WORK REQUIRED: Only the count is needed. Count the lines below with the word "striated" in them.

INPUT DATA:

****

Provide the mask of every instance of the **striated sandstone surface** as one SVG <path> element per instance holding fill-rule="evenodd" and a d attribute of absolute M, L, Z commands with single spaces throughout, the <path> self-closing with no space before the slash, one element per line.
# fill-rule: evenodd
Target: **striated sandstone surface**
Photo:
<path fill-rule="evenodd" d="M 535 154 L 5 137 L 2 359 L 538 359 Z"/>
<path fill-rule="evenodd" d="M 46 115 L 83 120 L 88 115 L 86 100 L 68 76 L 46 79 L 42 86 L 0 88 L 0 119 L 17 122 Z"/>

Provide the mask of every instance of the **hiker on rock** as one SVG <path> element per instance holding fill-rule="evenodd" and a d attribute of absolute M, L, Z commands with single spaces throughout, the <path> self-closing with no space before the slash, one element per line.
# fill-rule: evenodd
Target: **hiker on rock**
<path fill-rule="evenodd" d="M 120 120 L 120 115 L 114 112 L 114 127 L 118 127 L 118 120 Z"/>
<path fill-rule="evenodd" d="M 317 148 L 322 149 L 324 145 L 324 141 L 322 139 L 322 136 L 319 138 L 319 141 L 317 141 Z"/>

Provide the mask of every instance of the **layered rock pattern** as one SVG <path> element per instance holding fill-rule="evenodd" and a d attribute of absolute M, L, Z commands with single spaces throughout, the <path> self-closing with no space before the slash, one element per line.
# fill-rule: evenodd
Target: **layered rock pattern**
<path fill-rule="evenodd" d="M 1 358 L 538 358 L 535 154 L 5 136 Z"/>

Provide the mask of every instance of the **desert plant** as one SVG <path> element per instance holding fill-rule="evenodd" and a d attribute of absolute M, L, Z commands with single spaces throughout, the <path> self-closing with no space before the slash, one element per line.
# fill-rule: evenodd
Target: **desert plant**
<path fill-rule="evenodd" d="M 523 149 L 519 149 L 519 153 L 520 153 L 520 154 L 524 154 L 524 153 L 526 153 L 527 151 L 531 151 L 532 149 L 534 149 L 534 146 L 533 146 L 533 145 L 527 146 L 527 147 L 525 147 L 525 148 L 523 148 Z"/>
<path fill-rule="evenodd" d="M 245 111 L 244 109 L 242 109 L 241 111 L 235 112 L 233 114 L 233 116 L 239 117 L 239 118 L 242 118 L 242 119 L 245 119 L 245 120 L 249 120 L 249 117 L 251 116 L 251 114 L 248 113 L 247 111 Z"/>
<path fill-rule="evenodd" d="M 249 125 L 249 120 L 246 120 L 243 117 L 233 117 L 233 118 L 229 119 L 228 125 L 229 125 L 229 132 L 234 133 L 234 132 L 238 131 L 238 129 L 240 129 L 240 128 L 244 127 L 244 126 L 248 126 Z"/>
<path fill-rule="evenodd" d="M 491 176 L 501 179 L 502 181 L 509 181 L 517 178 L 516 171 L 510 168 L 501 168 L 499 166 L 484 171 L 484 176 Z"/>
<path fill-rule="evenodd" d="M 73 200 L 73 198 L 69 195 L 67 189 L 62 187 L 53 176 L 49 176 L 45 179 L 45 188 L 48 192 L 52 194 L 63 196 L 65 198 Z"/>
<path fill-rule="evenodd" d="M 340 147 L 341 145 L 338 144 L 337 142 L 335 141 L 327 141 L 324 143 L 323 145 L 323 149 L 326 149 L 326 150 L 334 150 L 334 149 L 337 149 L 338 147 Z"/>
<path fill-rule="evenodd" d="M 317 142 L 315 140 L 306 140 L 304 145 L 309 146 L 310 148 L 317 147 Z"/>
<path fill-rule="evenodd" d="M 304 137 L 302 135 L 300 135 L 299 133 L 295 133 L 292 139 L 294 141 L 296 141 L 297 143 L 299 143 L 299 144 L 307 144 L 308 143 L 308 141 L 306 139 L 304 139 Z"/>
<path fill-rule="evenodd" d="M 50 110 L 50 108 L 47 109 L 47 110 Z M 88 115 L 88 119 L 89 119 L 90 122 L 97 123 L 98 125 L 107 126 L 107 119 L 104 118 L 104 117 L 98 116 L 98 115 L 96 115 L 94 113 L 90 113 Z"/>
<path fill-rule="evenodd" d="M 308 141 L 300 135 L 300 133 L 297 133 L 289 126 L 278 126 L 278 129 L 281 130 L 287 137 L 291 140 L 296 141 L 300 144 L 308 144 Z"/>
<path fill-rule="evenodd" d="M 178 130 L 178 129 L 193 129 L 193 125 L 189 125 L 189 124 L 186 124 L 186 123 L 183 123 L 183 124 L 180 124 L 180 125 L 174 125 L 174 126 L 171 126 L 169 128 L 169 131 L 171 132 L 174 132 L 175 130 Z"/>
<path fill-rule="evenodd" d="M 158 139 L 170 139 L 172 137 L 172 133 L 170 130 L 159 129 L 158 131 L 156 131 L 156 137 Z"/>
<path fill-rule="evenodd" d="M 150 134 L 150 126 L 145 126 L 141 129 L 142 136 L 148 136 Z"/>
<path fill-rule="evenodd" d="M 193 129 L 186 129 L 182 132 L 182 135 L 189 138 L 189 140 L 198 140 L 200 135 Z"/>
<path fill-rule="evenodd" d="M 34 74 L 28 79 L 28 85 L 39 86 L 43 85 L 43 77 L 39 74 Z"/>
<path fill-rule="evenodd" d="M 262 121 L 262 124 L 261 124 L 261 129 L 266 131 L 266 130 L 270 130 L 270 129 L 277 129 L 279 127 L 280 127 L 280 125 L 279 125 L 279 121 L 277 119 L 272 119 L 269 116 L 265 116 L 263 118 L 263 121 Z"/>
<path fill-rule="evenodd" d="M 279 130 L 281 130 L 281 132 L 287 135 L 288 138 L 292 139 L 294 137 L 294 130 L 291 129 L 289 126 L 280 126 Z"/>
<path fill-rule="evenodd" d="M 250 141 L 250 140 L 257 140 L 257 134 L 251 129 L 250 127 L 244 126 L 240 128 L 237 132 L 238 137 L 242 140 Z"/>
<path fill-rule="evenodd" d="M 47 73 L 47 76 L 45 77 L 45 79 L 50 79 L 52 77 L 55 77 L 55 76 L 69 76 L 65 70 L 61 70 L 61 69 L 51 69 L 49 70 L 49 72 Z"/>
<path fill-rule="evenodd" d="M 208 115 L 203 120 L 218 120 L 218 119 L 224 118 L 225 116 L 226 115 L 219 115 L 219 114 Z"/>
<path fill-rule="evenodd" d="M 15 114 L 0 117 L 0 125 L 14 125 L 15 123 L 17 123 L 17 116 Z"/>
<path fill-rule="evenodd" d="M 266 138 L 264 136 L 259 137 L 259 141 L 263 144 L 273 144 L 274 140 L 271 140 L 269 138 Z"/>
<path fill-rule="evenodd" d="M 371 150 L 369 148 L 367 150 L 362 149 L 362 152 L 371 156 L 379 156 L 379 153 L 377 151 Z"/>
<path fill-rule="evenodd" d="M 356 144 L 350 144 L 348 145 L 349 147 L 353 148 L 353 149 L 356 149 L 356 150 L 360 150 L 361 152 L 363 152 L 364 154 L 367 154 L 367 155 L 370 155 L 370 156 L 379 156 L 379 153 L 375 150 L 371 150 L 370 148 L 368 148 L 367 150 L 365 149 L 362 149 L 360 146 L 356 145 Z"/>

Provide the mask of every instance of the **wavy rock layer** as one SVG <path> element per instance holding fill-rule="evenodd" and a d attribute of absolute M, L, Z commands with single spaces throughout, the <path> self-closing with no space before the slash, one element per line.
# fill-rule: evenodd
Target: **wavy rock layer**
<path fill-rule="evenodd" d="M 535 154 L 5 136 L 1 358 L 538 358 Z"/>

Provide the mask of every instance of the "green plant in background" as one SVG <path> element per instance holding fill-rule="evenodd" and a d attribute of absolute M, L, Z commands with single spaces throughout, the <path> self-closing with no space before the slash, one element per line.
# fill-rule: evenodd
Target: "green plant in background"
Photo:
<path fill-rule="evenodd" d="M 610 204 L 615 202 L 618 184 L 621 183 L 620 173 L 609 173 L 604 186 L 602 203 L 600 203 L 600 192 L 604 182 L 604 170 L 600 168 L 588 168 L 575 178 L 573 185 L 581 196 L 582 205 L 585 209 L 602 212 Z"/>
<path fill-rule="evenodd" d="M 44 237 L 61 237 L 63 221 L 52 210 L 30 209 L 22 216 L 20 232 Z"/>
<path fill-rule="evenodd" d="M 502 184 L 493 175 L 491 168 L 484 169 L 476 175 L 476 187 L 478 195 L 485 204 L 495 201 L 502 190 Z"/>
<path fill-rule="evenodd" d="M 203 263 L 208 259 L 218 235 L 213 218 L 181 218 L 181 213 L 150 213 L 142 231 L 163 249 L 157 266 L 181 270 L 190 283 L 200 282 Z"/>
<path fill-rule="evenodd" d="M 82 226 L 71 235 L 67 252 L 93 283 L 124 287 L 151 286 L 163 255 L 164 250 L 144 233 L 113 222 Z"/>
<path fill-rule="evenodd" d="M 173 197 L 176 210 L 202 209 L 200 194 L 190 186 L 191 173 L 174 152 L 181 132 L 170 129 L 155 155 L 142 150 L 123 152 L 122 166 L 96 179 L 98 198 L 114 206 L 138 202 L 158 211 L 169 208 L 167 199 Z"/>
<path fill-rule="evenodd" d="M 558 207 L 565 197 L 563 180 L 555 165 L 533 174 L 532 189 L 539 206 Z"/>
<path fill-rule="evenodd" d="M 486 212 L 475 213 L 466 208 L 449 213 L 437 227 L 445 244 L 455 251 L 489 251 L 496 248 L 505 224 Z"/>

****

OUTPUT: 2